▸ **EXERCISE GOAL**
Repeat every record exactly as given.
EXERCISE INPUTS Start Marker
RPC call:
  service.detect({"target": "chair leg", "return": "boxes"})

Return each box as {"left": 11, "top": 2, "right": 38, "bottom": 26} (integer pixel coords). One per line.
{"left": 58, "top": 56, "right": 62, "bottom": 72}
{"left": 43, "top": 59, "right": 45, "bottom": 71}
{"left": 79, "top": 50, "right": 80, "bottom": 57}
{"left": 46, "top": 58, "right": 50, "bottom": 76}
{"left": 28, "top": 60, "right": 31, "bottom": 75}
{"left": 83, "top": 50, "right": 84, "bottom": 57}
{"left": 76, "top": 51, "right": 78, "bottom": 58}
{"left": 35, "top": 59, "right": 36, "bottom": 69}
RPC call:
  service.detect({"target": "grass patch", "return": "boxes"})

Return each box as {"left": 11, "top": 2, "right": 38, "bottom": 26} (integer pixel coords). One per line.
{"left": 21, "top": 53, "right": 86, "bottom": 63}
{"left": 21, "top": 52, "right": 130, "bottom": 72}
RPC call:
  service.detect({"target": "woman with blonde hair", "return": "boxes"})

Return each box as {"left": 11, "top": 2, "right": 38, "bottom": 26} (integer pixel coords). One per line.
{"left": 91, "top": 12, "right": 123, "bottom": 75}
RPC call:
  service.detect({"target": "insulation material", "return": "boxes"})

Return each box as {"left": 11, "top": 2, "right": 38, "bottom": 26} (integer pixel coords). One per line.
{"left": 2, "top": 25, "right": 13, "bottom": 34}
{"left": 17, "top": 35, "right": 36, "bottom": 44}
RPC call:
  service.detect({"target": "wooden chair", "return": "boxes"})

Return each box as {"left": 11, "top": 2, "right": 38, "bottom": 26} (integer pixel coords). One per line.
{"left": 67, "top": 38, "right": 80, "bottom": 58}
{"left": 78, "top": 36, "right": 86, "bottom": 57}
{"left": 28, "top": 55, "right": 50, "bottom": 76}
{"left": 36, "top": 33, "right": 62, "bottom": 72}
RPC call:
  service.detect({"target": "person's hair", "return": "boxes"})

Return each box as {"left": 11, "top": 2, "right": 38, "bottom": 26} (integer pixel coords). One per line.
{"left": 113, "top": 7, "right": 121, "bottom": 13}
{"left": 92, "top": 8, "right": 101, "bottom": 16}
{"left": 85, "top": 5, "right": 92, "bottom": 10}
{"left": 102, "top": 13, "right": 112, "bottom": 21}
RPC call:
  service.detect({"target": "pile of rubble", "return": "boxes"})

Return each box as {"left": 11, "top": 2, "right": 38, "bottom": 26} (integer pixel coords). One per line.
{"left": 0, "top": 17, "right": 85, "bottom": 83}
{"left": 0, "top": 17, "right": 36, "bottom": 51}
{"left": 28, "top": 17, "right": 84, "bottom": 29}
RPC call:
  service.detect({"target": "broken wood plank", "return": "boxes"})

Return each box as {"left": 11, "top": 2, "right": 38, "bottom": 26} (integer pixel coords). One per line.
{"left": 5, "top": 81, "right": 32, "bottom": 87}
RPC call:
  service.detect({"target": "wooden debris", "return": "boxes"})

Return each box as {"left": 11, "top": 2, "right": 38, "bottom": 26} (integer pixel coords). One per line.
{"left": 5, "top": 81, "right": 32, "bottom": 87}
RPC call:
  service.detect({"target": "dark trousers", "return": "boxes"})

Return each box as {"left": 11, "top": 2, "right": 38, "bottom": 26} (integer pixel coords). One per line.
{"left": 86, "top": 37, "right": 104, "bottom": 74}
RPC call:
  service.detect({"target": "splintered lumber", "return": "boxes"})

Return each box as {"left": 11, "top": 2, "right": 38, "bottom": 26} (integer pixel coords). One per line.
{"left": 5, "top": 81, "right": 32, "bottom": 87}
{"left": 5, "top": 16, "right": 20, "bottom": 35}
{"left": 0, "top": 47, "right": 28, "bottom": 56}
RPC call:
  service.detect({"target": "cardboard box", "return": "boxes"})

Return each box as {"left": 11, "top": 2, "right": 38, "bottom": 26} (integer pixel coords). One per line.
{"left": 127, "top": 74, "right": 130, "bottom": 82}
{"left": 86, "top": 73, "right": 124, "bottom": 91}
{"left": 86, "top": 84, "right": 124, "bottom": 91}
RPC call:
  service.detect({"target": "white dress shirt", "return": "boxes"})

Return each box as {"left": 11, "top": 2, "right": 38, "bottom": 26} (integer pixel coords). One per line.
EXERCISE INPUTS End Marker
▸ **REPLY**
RPC call:
  service.detect({"target": "chair leg", "return": "boxes"})

Return each box as {"left": 11, "top": 2, "right": 38, "bottom": 26} (integer pixel coords). One per line.
{"left": 58, "top": 56, "right": 62, "bottom": 72}
{"left": 43, "top": 59, "right": 45, "bottom": 71}
{"left": 79, "top": 50, "right": 80, "bottom": 57}
{"left": 46, "top": 58, "right": 50, "bottom": 76}
{"left": 28, "top": 60, "right": 31, "bottom": 75}
{"left": 83, "top": 50, "right": 84, "bottom": 57}
{"left": 76, "top": 51, "right": 78, "bottom": 58}
{"left": 35, "top": 59, "right": 36, "bottom": 69}
RPC call:
  service.detect({"target": "grass patch", "return": "boxes"})

Return each box as {"left": 11, "top": 2, "right": 38, "bottom": 26} (integer pixel coords). One per line.
{"left": 21, "top": 53, "right": 86, "bottom": 63}
{"left": 21, "top": 52, "right": 130, "bottom": 72}
RPC call:
  service.detect({"target": "woman with blonde hair", "return": "boxes"})

Return each box as {"left": 11, "top": 2, "right": 38, "bottom": 26} (integer pixel coords). One per line.
{"left": 91, "top": 12, "right": 123, "bottom": 75}
RPC call:
  service.detect({"target": "insulation material", "return": "boxes"})

Return each box as {"left": 11, "top": 2, "right": 38, "bottom": 26} (integer pixel coords). One per line.
{"left": 2, "top": 25, "right": 13, "bottom": 34}
{"left": 17, "top": 35, "right": 36, "bottom": 44}
RPC call:
  service.detect({"target": "wooden chair", "return": "boxes"})

Return each box as {"left": 11, "top": 2, "right": 38, "bottom": 26} (integer pixel coords). One per line.
{"left": 67, "top": 38, "right": 80, "bottom": 58}
{"left": 78, "top": 36, "right": 86, "bottom": 57}
{"left": 28, "top": 55, "right": 50, "bottom": 76}
{"left": 36, "top": 33, "right": 62, "bottom": 72}
RPC call:
  service.detect({"target": "person's hair", "return": "boxes"})

Return each box as {"left": 11, "top": 2, "right": 38, "bottom": 26} (integer pixel coords). One per line.
{"left": 113, "top": 7, "right": 121, "bottom": 13}
{"left": 92, "top": 8, "right": 101, "bottom": 16}
{"left": 85, "top": 5, "right": 92, "bottom": 10}
{"left": 102, "top": 13, "right": 112, "bottom": 21}
RPC call:
  service.detect({"target": "pile of rubble", "return": "boxes"})

Return each box as {"left": 11, "top": 2, "right": 38, "bottom": 26} (integer pixel coords). One per line.
{"left": 0, "top": 17, "right": 85, "bottom": 83}
{"left": 0, "top": 17, "right": 36, "bottom": 51}
{"left": 28, "top": 17, "right": 84, "bottom": 29}
RPC call:
  service.detect({"target": "broken wood plank", "return": "boxes"})

Return each box as {"left": 11, "top": 2, "right": 38, "bottom": 26} (integer pixel coords). One per line.
{"left": 5, "top": 81, "right": 32, "bottom": 87}
RPC call:
  service.detect({"target": "wooden debris", "return": "boxes"})

Return each box as {"left": 11, "top": 2, "right": 38, "bottom": 26} (integer pixel coords). One per line.
{"left": 5, "top": 81, "right": 32, "bottom": 87}
RPC call:
  service.detect({"target": "dark trousers", "return": "boxes"})

Return each box as {"left": 11, "top": 2, "right": 38, "bottom": 26} (integer pixel coords). One per line.
{"left": 86, "top": 37, "right": 104, "bottom": 74}
RPC call:
  service.detect({"target": "splintered lumber", "return": "boxes"})

Return each box as {"left": 11, "top": 2, "right": 38, "bottom": 26} (integer pixel coords). One per line.
{"left": 5, "top": 81, "right": 32, "bottom": 87}
{"left": 5, "top": 16, "right": 20, "bottom": 35}
{"left": 0, "top": 47, "right": 28, "bottom": 56}
RPC call:
  service.detect({"target": "cardboard box", "return": "boxes"})

Return each box as {"left": 11, "top": 2, "right": 38, "bottom": 26} (integer pixel coords). One per line.
{"left": 127, "top": 74, "right": 130, "bottom": 82}
{"left": 86, "top": 73, "right": 124, "bottom": 91}
{"left": 86, "top": 84, "right": 124, "bottom": 91}
RPC call:
  service.detect({"target": "white dress shirt", "return": "boxes"})

Return each box as {"left": 11, "top": 2, "right": 38, "bottom": 26} (integer pixel coords). One per line.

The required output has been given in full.